### [INSTRUCTIONS FOR THE TASK]
Can you give the data below again with every "Identify" swapped for "Mark" and nothing else changed?

### [SUPPLIED DATA]
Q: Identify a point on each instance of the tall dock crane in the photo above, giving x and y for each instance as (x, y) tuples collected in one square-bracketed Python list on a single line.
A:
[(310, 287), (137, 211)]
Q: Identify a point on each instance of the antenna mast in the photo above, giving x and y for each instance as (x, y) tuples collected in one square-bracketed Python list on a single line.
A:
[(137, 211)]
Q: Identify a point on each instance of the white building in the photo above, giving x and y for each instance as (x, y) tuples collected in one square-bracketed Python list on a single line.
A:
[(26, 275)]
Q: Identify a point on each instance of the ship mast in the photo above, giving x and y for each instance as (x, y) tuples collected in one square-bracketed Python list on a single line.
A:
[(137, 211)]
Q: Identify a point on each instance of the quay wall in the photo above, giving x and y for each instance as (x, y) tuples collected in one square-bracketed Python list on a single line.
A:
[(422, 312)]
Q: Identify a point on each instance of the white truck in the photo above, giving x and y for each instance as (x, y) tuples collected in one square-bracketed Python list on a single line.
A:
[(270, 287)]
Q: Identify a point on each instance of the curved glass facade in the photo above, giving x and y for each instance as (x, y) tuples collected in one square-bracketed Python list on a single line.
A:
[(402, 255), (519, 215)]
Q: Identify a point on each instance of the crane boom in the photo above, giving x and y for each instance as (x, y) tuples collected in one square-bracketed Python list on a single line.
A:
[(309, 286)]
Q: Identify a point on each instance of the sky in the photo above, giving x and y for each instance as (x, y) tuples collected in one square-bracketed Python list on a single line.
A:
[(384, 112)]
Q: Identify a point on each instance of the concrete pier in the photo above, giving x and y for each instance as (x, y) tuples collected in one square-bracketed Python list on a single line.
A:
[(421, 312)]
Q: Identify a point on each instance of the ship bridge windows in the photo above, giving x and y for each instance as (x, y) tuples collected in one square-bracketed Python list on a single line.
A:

### [RESPONSE TO THE EXERCISE]
Q: Mark a point on each instance of the tall dock crane in the photo above, giving x and y for each instance as (x, y) tuples collected in one square-bracketed Python list on a single line.
A:
[(310, 287), (137, 211)]
Q: Mark a point on each instance of the antenna mast in the photo above, giving x and y for each instance as (x, y) tuples collected in one square-bracketed Python list on a single line.
A:
[(137, 211)]
Q: Mark a point on each instance of the white building in the photo above, giving x and y for each instance as (x, y) tuples collected in one square-bracketed Python list on a single line.
A:
[(26, 275)]
Q: Mark a point on each instance of the ship mast in the photo above, giving x and y for each instance as (x, y) tuples collected in one square-bracketed Python list on a single line.
A:
[(137, 211)]
Q: Mark a point on each instance of the quay wall in the photo above, giving x and y for each instance as (x, y) tuples collected in one square-bracketed Python list on a single line.
A:
[(422, 312)]
Q: Mark a point on each instance of the white truck in the photo above, giving x and y for each instance as (x, y) tuples collected in one square-bracketed Python list on a single line.
A:
[(270, 287)]
Q: Mark a point on each instance of the curved glass facade in the photo above, giving x and y for each instance as (x, y) tuples collected in one square-bracketed Python list on a single line.
A:
[(402, 255), (519, 215)]
Q: Mark a point on each instance of the crane boom in the photo above, giving x and y for each instance as (x, y) tuples collected in one square-bracketed Python list on a single line.
A:
[(309, 286)]
Q: Mark a point on each instance of the sky in the photo above, giving x and y for each instance as (x, y) tuples collected in one square-bracketed Python list on a single line.
A:
[(384, 112)]
Q: Mark a point on each instance of the concrete pier in the photo above, giving x and y for each instance as (x, y) tuples collected in one square-bracketed Python list on a single line.
A:
[(421, 312)]
Q: Mark a point on each instance of the ship bridge windows in the photo above, giving x and y for each instance as (x, y) tuples collected in one square-bracketed Python list on a single line.
A:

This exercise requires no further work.